Texto fuente:
◇ ◇ ◇ ◇ ◇ ◇ ◇
Toda la naturaleza que rodea a las dos figuras enmarca este encuentro y está lleno de simbolismo: el ciprés es signo de muerte; la palma de resurrección y el olivo de paz. El cromatismo de los colores simbólicos recuerdan las virtudes teologales que sostienen la vida de fe: el blanco de la roca y del manto de Jesús, símbolo de la fe; el verde de la naturaleza florida, símbolo de la esperanza; el rojo del vestido de María, símbolo de su gran amor y caridad. Esta imagen, de un gran lirismo, nos muestra el anhelo que subyace en el corazón de todo ser humano: es el deseo de esa Presencia, que es la única que puede llenar la vida.

 

 

"Pedro y Juan corren al sepulcro en la mañana de Pascua", de Eugène Burnand

 

 


El otro cuadro es de Eugène Burnand (18501921), Los discípulos Pedro y Juan corriendo hacia el sepulcro la mañana de la Resurrección y aunque el autor sea muy posterior al Beato Angelico, la obra representa la continuación de la escena narrada en la primera obra.
◇ ◇ ◇ ◇ ◇ ◇ ◇
Lista de entradas:
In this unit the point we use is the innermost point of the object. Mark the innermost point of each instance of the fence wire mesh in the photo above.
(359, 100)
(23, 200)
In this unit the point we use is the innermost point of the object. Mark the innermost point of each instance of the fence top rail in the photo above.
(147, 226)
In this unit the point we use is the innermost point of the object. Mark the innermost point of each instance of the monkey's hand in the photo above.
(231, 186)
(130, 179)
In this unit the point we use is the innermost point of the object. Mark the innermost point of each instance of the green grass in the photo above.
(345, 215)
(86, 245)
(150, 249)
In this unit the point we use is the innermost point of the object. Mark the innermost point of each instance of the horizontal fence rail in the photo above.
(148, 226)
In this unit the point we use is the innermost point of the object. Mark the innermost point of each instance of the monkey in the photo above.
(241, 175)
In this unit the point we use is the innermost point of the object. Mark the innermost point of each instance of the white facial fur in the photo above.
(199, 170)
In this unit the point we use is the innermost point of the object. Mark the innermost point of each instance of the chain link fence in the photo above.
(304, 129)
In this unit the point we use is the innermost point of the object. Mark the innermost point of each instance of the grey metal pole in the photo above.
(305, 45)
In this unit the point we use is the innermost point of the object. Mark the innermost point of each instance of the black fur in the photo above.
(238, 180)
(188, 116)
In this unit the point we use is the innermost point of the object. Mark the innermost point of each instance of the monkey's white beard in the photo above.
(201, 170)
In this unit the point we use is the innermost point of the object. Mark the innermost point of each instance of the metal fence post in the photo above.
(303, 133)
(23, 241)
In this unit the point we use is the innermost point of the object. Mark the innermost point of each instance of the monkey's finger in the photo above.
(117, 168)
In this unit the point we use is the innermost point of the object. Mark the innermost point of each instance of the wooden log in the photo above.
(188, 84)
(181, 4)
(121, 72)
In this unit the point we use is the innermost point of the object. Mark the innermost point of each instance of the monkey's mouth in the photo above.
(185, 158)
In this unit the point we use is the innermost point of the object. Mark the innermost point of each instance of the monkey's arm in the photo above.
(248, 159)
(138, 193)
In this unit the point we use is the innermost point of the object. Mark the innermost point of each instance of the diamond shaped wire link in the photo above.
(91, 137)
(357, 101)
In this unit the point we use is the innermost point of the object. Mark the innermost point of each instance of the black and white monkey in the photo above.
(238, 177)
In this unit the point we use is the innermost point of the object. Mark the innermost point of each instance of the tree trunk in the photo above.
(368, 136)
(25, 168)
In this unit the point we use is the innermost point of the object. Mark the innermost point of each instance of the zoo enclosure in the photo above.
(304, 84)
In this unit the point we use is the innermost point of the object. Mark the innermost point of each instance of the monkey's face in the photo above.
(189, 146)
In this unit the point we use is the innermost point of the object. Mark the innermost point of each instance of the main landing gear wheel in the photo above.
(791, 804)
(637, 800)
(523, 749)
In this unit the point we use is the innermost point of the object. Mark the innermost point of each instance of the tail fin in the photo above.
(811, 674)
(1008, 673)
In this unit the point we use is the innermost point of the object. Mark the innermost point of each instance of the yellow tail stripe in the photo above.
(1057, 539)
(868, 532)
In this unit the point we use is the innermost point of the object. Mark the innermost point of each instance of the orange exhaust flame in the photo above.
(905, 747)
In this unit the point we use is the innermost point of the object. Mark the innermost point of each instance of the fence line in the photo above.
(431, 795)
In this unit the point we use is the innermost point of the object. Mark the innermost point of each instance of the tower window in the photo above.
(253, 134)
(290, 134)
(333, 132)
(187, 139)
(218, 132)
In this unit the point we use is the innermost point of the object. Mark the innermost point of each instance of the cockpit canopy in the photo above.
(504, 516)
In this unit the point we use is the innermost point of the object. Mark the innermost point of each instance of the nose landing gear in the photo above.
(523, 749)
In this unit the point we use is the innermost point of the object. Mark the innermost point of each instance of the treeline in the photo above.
◇ ◇ ◇ ◇ ◇ ◇ ◇
Trabajo por hacer: Según el texto fuente, ¿qué simboliza el color verde de la naturaleza florida?

Respuesta: La esperanza.